REQUEST A - Decide whether each statement below agrees with the passage on vCenter and ESXi access. For each one, answer yes or no and quote the words of the passage that decide it. (i) vCenter natively supports MFA for access by local accounts. (ii) The four PowerCLI commands can be entered at the same time. (iii) Normal lockdown mode is available for standalone ESXi hosts.

PASSAGE SHOWN -
Complicating matters slightly is the lack of native support of MFA for vCenter access by local accounts. It’s possible to handle that indirectly, should your enterprise choose to do so. In this case, one easy approach would be to use robust (long, unique, complex) passwords as recommended above; while it’s still a single authentication factor, long complex passwords are extremely resistant to brute forcing. Another option would be to set up an isolated network for the ESXi management portals, similar to those described in the “Interim Mitigation Options” section of the previous recommendation. In this case, you would use your MFA-enabled remote access solution of choice to apply access controls to the gateway. Only explicitly defined users would be able to access the jump host (cautious administrators will also wish to define known hosts for each user), and only the jump host, along with the vCenter local users, could access the management portals.

Enable normal lockdown mode

Why it helps

Implementing normal lockdown mode restricts direct access to ESXi hosts, mandating management via vCenter Server to uphold defined roles and access control. This mitigates risks associated with unauthorized or insufficiently audited activities. When a host is in lockdown mode, users on the Exception Users list can access the host from the ESXi Shell and through SSH, if they have the Administrator role on the host. (Because this control involves vCenter, it is not available for standalone ESXI hosts.)

Some administrators may be concerned that normal lockdown mode may interfere with certain operations like backup and troubleshooting. If this is a consideration, temporary deactivation is an option, as long as reactivation upon completion of a given task is standard operating procedure.

How to do it

For an ESXi host, via vSphere Web Client:

  1. Select the host
  2. Select Configure, then expand System and select Security Profile > Lockdown Mode> Edit
  3. Click the Normal radio button

Connect to the ESXi host and, from a PowerCLI command prompt, run the following commands. (These are shown in the list below, but all four can actually be entered at the same time. If you choose to cut and paste from this article, be sure to avoid the bullets.)

  • $level = “lockdownNormal”
  • $vmhost = Get-VMHost -Name | Get-View
  • $lockdown = Get-View $vmhost.ConfigManager.HostAccessManager
  • $lockdown.ChangeLockdownMode($level)

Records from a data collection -

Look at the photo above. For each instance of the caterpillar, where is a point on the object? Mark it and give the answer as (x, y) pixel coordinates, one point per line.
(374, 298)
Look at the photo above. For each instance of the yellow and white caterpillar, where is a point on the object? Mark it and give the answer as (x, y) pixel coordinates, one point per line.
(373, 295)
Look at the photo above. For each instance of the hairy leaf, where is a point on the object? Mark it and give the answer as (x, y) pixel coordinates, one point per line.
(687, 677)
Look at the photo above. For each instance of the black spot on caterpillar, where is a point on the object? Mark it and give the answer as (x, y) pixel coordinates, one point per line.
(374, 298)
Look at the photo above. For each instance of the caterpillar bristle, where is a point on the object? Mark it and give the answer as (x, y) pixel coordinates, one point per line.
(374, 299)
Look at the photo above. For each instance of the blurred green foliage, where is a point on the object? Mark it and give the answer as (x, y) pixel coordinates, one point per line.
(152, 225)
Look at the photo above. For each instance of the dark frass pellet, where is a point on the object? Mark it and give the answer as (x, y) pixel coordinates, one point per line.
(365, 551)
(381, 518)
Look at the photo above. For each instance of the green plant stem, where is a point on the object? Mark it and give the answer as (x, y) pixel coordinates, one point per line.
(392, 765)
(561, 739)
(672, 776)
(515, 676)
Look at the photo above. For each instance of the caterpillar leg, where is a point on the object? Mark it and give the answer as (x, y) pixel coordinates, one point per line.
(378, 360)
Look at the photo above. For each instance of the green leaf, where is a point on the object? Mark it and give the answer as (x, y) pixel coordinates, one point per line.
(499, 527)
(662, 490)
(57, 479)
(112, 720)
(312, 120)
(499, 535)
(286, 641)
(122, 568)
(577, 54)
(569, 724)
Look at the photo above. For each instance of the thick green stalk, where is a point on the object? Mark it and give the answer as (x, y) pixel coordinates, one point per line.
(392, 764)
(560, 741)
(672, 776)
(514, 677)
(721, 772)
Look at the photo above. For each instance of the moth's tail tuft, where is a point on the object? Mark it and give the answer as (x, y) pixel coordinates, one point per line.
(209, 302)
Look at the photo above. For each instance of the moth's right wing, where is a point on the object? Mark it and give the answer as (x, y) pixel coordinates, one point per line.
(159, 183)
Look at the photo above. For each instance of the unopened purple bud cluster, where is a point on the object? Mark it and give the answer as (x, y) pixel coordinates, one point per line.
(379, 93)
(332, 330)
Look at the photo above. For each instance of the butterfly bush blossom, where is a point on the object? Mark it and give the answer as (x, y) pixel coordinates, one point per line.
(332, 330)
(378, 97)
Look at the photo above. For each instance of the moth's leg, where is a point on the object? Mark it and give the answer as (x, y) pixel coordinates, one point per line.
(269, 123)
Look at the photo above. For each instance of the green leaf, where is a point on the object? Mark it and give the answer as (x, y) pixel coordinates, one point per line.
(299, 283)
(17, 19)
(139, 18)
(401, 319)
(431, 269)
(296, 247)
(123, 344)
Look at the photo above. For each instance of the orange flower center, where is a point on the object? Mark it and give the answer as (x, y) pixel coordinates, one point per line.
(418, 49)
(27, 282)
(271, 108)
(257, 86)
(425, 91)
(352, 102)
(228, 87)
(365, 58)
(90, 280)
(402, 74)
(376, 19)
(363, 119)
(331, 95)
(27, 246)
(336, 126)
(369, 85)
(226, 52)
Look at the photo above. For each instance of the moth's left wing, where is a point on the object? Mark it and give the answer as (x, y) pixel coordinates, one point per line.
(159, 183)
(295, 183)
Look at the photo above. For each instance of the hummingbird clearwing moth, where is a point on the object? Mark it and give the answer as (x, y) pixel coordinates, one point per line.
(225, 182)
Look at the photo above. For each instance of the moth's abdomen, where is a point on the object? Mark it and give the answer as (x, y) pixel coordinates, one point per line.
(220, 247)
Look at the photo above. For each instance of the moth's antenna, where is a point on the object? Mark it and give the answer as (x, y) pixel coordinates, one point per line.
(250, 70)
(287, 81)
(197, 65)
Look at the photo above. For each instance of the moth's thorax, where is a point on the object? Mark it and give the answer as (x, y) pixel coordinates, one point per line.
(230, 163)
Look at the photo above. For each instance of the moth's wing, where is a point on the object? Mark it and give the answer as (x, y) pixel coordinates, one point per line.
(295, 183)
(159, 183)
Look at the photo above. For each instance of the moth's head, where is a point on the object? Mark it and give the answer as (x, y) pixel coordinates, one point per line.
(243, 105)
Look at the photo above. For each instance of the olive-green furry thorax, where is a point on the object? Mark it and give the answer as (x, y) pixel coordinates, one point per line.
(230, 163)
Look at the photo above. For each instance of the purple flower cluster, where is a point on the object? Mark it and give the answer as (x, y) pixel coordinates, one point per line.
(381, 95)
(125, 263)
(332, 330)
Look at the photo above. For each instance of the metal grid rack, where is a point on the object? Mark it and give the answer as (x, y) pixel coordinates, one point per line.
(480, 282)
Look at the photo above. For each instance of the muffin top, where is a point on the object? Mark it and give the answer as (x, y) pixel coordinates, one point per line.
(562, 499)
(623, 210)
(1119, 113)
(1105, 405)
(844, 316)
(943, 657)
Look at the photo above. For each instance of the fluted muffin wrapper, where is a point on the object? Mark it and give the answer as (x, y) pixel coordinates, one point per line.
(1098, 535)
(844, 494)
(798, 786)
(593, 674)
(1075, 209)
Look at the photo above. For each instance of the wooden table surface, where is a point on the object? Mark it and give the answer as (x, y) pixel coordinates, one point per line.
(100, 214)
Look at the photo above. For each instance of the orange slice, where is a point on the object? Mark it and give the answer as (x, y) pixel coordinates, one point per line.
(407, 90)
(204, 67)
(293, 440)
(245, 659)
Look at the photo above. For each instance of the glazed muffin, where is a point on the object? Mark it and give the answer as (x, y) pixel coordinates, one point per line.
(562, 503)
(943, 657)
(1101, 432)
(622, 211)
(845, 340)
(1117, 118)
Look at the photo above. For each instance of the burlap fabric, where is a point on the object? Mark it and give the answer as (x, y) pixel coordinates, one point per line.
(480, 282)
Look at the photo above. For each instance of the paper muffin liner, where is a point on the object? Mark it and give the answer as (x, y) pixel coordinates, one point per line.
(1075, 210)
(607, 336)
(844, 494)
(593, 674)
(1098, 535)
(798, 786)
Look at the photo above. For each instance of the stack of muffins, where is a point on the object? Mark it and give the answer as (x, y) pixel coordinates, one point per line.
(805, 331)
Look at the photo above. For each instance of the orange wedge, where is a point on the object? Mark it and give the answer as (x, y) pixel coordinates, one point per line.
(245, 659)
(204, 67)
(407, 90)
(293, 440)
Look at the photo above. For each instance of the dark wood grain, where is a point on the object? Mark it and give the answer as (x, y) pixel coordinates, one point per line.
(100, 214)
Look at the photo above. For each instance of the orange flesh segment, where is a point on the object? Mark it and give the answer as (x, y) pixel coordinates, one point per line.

REQUEST B - Lay out part of the records as a JSON list of strings, with one string per line and no blank lines. Start with the line containing "Look at the photo above. For each instance of the glazed" and go on through the last line of the records, including both.

EXPECTED OUTPUT A -
(i) No: "the lack of native support of MFA for vCenter access by local accounts"
(ii) Yes: "all four can actually be entered at the same time"
(iii) No: "it is not available for standalone ESXI hosts"

EXPECTED OUTPUT B -
[
  "Look at the photo above. For each instance of the glazed muffin, where is a point on the object? Mark it and give the answer as (x, y) pixel coordinates, one point per line.",
  "(562, 503)",
  "(943, 657)",
  "(1101, 432)",
  "(622, 211)",
  "(845, 340)",
  "(1117, 118)",
  "Look at the photo above. For each instance of the burlap fabric, where is a point on the object? Mark it and give the answer as (x, y) pixel coordinates, one point per line.",
  "(480, 282)",
  "Look at the photo above. For each instance of the paper muffin liner, where is a point on the object? Mark it and give the answer as (x, y) pixel coordinates, one point per line.",
  "(1075, 210)",
  "(607, 336)",
  "(844, 494)",
  "(593, 674)",
  "(1098, 535)",
  "(798, 786)",
  "Look at the photo above. For each instance of the stack of muffins, where is a point on the object? Mark it and give the answer as (x, y) pixel coordinates, one point per line.",
  "(805, 331)",
  "Look at the photo above. For each instance of the orange wedge, where is a point on the object? Mark it and give the answer as (x, y) pixel coordinates, one point per line.",
  "(245, 659)",
  "(204, 67)",
  "(407, 90)",
  "(293, 440)",
  "Look at the photo above. For each instance of the dark wood grain, where is a point on the object? Mark it and give the answer as (x, y) pixel coordinates, one point per line.",
  "(100, 214)",
  "Look at the photo above. For each instance of the orange flesh segment, where is a point on the object? Mark it and give the answer as (x, y) pixel coordinates, one point per line."
]